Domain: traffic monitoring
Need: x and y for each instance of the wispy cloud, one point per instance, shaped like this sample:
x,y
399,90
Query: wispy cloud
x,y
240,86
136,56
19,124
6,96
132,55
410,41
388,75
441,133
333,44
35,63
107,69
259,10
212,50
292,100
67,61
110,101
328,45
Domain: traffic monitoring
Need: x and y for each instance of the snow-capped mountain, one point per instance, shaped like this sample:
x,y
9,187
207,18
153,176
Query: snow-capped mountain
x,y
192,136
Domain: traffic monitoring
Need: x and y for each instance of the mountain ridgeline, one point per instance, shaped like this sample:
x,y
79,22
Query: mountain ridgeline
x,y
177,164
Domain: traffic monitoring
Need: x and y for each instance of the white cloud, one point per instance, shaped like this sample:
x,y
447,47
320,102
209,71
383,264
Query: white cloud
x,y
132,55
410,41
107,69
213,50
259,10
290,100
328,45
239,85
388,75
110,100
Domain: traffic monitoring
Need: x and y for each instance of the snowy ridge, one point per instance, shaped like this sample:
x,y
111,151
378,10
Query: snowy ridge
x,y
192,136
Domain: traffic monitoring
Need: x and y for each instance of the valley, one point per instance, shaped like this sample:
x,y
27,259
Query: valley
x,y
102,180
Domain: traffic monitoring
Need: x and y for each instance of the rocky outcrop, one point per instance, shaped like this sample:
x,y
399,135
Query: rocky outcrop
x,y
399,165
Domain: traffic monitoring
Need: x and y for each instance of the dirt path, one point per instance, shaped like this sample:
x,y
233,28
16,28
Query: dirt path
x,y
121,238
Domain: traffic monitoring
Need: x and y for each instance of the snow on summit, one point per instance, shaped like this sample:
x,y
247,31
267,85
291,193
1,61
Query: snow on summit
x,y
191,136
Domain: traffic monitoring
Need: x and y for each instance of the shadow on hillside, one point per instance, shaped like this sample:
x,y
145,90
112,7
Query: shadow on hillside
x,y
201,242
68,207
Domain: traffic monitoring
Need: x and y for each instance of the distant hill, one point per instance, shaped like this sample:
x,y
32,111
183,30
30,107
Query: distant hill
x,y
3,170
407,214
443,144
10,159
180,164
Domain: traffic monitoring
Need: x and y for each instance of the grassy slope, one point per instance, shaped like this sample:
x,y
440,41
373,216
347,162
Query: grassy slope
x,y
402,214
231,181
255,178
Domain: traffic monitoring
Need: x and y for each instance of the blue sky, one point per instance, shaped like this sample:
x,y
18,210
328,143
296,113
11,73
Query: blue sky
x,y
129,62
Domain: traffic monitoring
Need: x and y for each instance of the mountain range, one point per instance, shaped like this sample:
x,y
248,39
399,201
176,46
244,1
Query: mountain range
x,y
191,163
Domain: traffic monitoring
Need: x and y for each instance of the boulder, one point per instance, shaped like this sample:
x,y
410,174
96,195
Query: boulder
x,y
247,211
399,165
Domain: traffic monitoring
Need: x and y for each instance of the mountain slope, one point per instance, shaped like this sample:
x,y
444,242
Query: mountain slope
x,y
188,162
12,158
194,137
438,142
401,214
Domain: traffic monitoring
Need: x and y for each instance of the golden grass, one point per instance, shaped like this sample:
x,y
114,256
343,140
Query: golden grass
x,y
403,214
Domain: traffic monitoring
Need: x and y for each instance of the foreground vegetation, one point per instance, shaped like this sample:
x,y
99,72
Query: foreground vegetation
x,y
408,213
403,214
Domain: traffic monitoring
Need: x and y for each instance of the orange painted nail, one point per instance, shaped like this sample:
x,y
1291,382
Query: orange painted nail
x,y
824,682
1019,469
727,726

----------------

Write the whole listing out again. Keep every line exactly as it is.

** Response below **
Domain: traffic monitoring
Need: x and y for each instance of the wispy cloud, one point per instance, shaped like this sample:
x,y
399,90
Query: wispy cloud
x,y
240,86
136,56
19,124
6,96
132,55
410,41
388,75
441,133
333,44
35,63
107,69
259,10
212,50
292,100
67,61
110,101
328,45
Domain: traffic monitoring
Need: x and y for each instance of the snow-capped mountain, one point per instance, shaped like this sample:
x,y
9,187
207,18
153,176
Query: snow-capped mountain
x,y
192,136
Domain: traffic monitoring
Need: x and y for each instance of the mountain ridgeline, one point per instance, shaped like this sample:
x,y
79,22
Query: mountain ridgeline
x,y
177,164
Domain: traffic monitoring
Need: x and y for each instance of the white cloud, one point per instance, shaped like this sample:
x,y
447,47
320,102
209,71
383,264
Query: white cloud
x,y
132,55
410,41
107,69
213,50
259,10
290,100
328,45
239,85
388,75
110,100
Domain: traffic monitoring
Need: x and y for each instance of the snowy ridge, one point per instance, shaped like this sample:
x,y
111,151
378,10
Query: snowy ridge
x,y
192,136
Domain: traffic monitoring
Need: x and y for each instance of the valley, one point per instance, shaped like this sample:
x,y
27,259
Query: valley
x,y
102,180
Domain: traffic monitoring
Need: x and y for each instance of the rocky outcrop, one point per instance, shaped like this sample:
x,y
399,135
Query: rocky outcrop
x,y
399,165
Domain: traffic monitoring
Need: x and y for each instance of the dirt path, one point per instance, shaped like this sample:
x,y
233,28
16,28
Query: dirt path
x,y
121,238
Domain: traffic monitoring
Need: x and y for each instance of the snow on summit, one point per instance, shaped like this sample:
x,y
247,31
267,85
291,193
1,61
Query: snow on summit
x,y
191,136
Domain: traffic monitoring
Need: x and y for each instance of the shadow on hillside, one point per instance, shaped like this sample:
x,y
145,90
112,7
Query: shadow on hillside
x,y
201,242
68,207
Domain: traffic monitoring
Need: x and y for each instance of the distant hill, one point per instance, shaped like this sample:
x,y
32,111
183,30
30,107
Query: distant hill
x,y
3,170
407,214
443,144
10,159
180,164
Domain: traffic monitoring
Need: x and y for each instance of the grassy slope, one point per instance, shaped like this sample:
x,y
440,41
373,216
347,162
Query: grassy slope
x,y
402,214
231,181
255,178
Domain: traffic monitoring
Need: x and y for each instance of the blue sky, one point per instance, shaped like this sample:
x,y
18,210
328,143
296,113
11,73
Query: blue sky
x,y
129,62
Domain: traffic monitoring
Need: x and y for each instance of the mountain range, one point per instance, shaped like this sample:
x,y
248,39
399,201
176,46
244,1
Query: mountain range
x,y
191,163
Domain: traffic monitoring
Need: x and y for each instance of the boulder, one point per instance, shaped like this sample:
x,y
410,174
96,195
Query: boulder
x,y
247,211
399,165
Domain: traffic monitoring
Need: x and y for each instance of the mountain slope, one point per instance, shaped like this sample:
x,y
444,242
Query: mountain slope
x,y
188,162
12,158
194,137
438,142
401,214
Domain: traffic monitoring
Need: x and y for each instance of the golden grass, one point per instance, shaped like this sample:
x,y
114,256
343,140
Query: golden grass
x,y
403,214
Domain: traffic monitoring
Need: x and y for each instance of the foreground vegetation, one point per instance, shaped like this sample:
x,y
99,72
Query: foreground vegetation
x,y
408,213
403,214
Domain: traffic monitoring
Need: x and y for each instance of the orange painted nail, one point per instance, shaped like this sample:
x,y
1291,382
Query: orange painted nail
x,y
824,682
1019,469
727,726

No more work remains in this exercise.